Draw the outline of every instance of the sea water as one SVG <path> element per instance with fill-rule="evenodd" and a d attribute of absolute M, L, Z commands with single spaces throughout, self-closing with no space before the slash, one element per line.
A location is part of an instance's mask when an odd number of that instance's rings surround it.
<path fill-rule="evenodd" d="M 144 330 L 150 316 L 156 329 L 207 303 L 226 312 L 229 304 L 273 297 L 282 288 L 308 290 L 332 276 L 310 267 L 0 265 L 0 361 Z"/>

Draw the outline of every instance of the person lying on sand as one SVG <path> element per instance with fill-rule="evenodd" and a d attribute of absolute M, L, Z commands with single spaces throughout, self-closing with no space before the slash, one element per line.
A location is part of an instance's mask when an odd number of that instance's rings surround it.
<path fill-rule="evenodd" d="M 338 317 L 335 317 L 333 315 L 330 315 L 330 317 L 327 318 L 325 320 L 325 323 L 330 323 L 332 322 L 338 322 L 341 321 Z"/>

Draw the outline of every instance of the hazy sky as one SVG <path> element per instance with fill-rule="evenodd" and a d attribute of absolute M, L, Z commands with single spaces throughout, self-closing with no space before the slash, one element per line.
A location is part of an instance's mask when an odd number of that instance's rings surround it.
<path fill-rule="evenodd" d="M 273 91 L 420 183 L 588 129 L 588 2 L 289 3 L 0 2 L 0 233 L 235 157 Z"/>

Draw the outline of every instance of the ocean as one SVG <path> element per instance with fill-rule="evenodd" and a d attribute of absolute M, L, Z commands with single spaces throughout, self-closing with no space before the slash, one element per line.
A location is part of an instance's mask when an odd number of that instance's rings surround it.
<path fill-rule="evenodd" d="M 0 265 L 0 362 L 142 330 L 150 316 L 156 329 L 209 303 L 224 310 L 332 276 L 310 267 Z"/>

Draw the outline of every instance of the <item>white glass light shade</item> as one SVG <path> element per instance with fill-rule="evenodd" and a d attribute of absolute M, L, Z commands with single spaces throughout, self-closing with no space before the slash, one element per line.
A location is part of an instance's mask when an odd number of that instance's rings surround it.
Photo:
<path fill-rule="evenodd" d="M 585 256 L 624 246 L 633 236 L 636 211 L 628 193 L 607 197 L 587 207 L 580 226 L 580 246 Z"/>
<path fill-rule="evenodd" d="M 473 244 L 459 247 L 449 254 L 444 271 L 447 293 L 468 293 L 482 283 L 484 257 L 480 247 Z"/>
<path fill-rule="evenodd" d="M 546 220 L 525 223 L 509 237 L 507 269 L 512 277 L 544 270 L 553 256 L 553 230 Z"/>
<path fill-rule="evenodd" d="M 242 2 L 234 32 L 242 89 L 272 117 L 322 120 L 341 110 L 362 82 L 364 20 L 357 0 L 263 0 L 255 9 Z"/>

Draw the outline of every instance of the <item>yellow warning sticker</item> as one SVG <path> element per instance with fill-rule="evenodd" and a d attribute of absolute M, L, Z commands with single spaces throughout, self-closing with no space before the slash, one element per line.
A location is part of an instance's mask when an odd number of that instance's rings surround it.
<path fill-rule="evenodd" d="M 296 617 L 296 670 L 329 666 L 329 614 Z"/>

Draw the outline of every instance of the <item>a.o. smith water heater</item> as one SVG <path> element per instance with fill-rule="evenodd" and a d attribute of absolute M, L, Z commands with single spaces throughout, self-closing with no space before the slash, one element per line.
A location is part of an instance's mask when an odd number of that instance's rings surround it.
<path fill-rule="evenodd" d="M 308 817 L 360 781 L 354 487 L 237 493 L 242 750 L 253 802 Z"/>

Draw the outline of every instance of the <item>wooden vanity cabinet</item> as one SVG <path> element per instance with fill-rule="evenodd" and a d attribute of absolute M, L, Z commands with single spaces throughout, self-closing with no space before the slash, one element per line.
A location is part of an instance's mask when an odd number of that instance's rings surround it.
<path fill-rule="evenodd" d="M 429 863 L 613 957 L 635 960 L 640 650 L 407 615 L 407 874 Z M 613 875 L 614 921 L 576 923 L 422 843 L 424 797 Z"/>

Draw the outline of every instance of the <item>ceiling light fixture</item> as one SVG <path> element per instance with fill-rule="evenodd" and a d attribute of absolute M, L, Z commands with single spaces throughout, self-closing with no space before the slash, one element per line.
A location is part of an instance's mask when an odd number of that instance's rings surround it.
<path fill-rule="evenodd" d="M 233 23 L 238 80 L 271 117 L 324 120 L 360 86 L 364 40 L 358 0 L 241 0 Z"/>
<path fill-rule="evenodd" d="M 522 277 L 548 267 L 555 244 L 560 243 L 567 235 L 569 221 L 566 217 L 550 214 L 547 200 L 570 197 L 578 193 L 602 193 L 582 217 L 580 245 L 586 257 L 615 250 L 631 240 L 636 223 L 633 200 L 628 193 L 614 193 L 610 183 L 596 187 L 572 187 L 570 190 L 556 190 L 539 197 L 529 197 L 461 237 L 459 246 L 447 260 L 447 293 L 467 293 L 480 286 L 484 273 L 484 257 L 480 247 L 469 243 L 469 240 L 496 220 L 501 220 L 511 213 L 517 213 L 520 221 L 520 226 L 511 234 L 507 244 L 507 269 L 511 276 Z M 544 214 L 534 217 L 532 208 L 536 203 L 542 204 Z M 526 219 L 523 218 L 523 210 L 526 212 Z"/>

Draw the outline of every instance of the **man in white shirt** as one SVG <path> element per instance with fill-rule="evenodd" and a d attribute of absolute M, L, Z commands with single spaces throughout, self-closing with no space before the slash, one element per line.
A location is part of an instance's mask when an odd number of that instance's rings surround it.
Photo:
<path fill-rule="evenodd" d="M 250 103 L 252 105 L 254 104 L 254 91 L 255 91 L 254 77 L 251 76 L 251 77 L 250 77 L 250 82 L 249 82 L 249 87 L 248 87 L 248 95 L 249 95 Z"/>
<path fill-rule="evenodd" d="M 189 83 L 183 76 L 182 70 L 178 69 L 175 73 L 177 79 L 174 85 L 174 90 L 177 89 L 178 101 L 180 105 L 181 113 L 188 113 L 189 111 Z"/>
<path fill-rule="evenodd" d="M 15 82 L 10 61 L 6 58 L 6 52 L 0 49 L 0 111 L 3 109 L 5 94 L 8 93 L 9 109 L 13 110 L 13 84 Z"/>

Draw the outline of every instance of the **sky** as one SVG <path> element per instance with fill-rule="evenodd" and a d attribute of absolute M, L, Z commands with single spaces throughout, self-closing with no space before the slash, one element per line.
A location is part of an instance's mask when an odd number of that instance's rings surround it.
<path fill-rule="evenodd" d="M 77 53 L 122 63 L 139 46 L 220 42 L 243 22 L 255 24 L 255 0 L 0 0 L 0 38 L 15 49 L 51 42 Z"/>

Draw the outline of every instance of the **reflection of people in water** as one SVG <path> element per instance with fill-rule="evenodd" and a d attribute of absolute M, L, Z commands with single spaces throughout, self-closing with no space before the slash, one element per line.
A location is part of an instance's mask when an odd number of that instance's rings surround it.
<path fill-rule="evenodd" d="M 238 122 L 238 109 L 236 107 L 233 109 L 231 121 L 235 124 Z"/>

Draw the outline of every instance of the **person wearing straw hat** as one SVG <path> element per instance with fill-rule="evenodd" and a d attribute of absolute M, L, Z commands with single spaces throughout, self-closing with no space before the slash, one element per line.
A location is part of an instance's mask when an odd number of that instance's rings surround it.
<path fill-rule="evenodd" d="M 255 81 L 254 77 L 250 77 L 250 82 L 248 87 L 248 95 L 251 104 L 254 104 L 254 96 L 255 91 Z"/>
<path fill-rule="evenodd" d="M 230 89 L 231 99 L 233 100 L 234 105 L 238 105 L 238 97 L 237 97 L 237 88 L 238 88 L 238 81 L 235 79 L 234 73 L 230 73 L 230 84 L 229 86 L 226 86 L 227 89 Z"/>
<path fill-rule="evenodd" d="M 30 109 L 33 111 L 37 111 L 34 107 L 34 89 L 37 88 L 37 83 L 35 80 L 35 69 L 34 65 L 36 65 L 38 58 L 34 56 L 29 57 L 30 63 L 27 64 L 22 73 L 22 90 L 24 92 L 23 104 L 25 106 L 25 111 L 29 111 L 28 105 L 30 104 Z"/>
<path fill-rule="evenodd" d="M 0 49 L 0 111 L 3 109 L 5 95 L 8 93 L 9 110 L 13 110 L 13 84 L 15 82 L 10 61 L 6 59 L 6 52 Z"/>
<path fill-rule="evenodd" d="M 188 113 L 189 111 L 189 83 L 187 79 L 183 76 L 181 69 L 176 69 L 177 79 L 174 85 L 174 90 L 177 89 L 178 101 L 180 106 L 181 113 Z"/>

================================

* **SHORT PROBLEM**: Render the records from the beginning through the line containing "265 L 0 362", inclusive, as a JSON list of strings with one string per line, omitting blank lines.

* **FULL OUTPUT**:
[
  "Draw the outline of every instance of the sea water as one SVG <path> element per instance with fill-rule=\"evenodd\" and a d attribute of absolute M, L, Z commands with single spaces throughout, self-closing with no space before the slash, one element per line.",
  "A location is part of an instance's mask when an odd number of that instance's rings surround it.",
  "<path fill-rule=\"evenodd\" d=\"M 144 330 L 150 316 L 156 329 L 207 303 L 226 312 L 229 304 L 273 297 L 282 288 L 308 290 L 332 276 L 310 267 L 0 265 L 0 361 Z\"/>",
  "Draw the outline of every instance of the person lying on sand as one SVG <path> element per instance with fill-rule=\"evenodd\" and a d attribute of absolute M, L, Z commands with single spaces throughout, self-closing with no space before the slash, one element per line.",
  "A location is part of an instance's mask when an odd number of that instance's rings surround it.",
  "<path fill-rule=\"evenodd\" d=\"M 338 317 L 335 317 L 333 315 L 330 315 L 330 317 L 327 318 L 325 320 L 325 323 L 330 323 L 332 322 L 338 322 L 341 321 Z\"/>",
  "Draw the outline of every instance of the hazy sky as one SVG <path> element per instance with fill-rule=\"evenodd\" and a d attribute of absolute M, L, Z commands with single spaces throughout, self-closing with no space before the slash, one element per line.",
  "A location is part of an instance's mask when an odd number of that instance's rings surround it.",
  "<path fill-rule=\"evenodd\" d=\"M 273 91 L 420 183 L 588 129 L 588 2 L 289 3 L 0 2 L 0 233 L 235 157 Z\"/>",
  "Draw the outline of every instance of the ocean as one SVG <path> element per instance with fill-rule=\"evenodd\" and a d attribute of absolute M, L, Z commands with single spaces throughout, self-closing with no space before the slash, one element per line.",
  "A location is part of an instance's mask when an odd number of that instance's rings surround it.",
  "<path fill-rule=\"evenodd\" d=\"M 0 265 L 0 362 L 142 330 L 150 316 L 156 329 L 209 303 L 224 310 L 332 276 L 310 267 Z\"/>"
]